▶ [Task]
Search the records below for "Note to the class: find the rocky". Return that line and all remaining lines exactly.

[Point-per-instance localization data]
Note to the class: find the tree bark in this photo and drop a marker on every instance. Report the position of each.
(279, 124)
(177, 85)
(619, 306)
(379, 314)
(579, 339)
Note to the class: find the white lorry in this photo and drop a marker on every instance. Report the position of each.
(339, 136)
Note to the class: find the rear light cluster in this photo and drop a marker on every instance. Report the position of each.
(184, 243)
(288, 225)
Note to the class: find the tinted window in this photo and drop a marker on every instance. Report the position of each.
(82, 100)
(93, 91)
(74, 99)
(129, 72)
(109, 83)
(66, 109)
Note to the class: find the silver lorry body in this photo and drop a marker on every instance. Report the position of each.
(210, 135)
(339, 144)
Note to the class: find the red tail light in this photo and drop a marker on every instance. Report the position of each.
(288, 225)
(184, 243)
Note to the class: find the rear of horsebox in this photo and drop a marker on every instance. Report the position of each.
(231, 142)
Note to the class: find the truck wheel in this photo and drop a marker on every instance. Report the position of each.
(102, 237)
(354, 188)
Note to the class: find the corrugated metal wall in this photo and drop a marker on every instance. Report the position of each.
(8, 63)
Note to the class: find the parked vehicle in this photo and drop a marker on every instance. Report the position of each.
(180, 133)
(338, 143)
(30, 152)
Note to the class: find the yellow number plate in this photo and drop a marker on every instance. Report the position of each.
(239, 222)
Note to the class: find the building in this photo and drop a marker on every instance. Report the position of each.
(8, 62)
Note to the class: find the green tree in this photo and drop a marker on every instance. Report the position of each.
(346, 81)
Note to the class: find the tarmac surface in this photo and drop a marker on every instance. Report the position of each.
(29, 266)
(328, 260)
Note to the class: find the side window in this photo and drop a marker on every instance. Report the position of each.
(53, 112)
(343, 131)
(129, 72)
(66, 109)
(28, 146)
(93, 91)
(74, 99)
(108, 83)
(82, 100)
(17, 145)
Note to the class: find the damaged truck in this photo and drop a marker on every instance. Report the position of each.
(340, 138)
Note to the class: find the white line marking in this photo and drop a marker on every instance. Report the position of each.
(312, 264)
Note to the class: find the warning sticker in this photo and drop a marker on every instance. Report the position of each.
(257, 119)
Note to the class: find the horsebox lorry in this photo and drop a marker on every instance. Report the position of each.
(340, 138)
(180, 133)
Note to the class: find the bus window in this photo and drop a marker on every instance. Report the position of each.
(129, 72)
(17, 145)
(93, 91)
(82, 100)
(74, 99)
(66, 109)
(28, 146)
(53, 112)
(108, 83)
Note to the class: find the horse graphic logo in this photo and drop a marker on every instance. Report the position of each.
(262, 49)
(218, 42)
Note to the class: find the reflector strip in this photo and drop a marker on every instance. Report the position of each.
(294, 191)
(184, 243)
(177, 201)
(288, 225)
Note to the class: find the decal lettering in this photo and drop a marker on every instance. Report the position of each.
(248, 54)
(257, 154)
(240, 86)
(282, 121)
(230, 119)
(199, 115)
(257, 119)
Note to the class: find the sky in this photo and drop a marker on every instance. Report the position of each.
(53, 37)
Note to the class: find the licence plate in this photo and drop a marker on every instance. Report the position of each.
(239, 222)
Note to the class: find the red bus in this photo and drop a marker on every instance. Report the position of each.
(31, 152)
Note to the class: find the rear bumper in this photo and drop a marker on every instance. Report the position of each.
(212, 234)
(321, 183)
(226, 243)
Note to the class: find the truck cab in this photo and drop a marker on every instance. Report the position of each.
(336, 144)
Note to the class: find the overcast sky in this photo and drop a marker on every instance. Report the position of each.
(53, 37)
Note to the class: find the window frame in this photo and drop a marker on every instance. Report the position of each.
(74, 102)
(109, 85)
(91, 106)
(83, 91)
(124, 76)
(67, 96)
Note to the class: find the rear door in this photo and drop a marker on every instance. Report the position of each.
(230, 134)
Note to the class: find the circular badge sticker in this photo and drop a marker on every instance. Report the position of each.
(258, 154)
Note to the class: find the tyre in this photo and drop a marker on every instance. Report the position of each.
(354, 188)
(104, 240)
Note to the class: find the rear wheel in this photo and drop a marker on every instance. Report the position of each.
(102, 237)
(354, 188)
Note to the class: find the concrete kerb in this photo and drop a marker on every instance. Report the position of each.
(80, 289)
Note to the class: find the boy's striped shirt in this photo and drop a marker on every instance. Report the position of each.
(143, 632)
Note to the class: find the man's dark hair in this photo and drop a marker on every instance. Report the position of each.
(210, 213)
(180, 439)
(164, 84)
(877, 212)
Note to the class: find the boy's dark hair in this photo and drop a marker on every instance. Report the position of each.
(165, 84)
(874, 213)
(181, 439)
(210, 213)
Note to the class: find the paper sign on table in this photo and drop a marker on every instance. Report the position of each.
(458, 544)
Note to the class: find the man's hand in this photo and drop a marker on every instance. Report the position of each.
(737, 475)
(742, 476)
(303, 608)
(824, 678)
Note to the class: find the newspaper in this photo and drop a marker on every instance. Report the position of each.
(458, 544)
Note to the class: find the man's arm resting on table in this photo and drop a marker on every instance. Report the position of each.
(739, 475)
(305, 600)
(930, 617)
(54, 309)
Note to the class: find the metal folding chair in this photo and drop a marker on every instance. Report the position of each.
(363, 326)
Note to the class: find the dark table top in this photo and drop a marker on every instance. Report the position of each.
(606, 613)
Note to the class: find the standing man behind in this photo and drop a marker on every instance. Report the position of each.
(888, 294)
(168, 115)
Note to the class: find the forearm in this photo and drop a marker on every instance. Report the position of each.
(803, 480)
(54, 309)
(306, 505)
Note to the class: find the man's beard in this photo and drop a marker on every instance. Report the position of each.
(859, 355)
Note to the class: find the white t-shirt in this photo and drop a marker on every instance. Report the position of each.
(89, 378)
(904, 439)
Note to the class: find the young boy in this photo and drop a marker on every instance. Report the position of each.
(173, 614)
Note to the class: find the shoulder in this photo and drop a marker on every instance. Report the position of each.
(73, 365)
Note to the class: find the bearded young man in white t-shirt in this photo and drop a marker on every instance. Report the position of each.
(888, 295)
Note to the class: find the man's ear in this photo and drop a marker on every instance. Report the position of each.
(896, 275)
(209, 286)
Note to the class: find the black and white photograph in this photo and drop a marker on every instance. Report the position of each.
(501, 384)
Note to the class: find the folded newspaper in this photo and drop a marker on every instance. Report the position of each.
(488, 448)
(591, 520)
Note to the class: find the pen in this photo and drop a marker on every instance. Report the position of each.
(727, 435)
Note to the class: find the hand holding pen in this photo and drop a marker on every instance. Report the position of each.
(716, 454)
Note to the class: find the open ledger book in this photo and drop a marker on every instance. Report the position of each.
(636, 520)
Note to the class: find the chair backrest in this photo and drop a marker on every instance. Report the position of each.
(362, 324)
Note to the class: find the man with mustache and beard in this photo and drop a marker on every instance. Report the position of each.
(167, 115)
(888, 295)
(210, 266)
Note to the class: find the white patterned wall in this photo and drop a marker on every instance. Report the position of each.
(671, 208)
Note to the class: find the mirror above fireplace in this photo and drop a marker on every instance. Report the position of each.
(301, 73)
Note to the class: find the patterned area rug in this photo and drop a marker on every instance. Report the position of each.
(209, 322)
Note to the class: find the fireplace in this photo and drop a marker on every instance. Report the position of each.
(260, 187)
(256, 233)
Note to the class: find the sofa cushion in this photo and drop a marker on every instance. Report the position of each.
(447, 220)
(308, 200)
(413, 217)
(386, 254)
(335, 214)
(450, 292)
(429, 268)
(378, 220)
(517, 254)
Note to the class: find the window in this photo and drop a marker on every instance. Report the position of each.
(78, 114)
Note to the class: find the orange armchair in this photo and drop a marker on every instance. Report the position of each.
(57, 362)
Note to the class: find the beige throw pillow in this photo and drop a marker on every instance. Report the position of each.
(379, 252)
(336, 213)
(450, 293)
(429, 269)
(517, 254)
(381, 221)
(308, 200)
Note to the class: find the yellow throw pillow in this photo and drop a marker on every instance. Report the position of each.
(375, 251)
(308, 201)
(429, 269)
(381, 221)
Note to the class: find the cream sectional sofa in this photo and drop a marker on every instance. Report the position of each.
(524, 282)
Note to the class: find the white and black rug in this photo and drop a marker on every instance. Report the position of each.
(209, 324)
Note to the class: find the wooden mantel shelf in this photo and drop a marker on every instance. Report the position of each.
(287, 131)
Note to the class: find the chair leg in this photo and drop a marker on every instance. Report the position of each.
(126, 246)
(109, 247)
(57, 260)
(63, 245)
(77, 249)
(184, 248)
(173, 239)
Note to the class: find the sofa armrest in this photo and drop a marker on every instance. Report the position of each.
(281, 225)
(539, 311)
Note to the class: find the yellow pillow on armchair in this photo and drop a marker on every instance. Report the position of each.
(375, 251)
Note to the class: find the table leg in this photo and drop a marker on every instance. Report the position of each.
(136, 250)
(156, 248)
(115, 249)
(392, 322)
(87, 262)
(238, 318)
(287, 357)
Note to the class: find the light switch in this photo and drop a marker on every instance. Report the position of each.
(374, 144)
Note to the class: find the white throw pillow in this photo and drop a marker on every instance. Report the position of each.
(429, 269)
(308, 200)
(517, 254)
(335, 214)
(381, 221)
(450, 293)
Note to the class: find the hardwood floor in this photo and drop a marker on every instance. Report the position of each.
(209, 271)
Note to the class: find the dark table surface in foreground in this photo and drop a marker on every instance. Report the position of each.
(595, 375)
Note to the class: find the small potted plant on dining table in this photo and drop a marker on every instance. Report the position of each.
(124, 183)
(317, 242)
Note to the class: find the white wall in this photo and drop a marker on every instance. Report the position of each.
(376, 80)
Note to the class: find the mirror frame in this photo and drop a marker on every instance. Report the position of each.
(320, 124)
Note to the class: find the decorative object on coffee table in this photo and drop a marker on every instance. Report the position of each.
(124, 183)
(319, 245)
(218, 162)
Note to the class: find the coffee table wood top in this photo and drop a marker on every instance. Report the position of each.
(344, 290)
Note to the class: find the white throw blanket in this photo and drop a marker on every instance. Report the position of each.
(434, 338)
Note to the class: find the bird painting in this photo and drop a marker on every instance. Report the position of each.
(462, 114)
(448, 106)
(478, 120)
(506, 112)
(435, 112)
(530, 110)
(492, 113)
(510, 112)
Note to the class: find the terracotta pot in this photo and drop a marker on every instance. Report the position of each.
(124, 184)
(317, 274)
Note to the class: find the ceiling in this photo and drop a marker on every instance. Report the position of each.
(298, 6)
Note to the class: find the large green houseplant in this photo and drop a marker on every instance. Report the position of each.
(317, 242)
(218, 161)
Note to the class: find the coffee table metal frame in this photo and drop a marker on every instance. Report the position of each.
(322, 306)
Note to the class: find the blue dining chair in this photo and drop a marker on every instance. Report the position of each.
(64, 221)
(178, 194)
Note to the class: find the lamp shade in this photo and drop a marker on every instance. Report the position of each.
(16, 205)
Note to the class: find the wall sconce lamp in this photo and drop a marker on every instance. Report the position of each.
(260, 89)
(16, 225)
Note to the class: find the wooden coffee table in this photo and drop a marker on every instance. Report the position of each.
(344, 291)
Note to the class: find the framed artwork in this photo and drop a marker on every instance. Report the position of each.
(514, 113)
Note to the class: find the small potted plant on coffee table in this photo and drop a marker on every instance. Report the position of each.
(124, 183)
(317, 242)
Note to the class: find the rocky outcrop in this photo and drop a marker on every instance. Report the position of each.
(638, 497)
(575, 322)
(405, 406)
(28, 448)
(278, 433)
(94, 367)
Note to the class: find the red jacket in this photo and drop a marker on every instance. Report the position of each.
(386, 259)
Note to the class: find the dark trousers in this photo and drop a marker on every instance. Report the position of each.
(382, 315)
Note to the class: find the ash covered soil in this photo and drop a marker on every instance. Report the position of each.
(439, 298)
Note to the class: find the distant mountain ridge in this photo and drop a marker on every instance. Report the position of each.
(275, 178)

▶ [Result of this exercise]
Note to the class: find the rocky outcrop in this photo and drop a marker on every instance. Report the position of each.
(638, 497)
(575, 322)
(405, 406)
(28, 448)
(278, 433)
(94, 367)
Note to the class: find the red jacket in this photo and drop a marker on every instance. Report the position of each.
(386, 259)
Note to the class: find the dark trousers in this photo and drop a marker on every instance. Report the position of each.
(382, 315)
Note to the class: find the ash covered soil in this photo and drop a marker on every instance. Report the position of each.
(439, 298)
Note to the class: find the distant mountain ridge in this photo and drop a marker on every instance. Report the position of each.
(275, 178)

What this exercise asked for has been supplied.